◆ **PROBLEM DESCRIPTION**
Restate the last part of the records below word for word, beginning at the line with "mark: the shirt cuff, one point per instance" and ending at the final line.

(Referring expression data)
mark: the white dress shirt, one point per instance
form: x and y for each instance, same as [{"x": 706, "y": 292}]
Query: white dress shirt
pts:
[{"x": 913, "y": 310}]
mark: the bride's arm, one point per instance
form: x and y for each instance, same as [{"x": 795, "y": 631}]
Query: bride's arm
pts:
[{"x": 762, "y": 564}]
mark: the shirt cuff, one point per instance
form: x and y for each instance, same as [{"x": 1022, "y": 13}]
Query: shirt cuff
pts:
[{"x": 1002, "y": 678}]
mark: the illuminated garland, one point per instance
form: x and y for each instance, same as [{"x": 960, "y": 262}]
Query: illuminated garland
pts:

◆ **RESULT OF THE EXERCISE**
mark: the shirt cuff, one point per instance
form: x and y for each instance, same as [{"x": 1022, "y": 13}]
Query: shirt cuff
pts:
[{"x": 1002, "y": 678}]
mark: the illuminated garland, one point per instance
form: x and y for each instance, same as [{"x": 960, "y": 262}]
Query: illuminated garland
pts:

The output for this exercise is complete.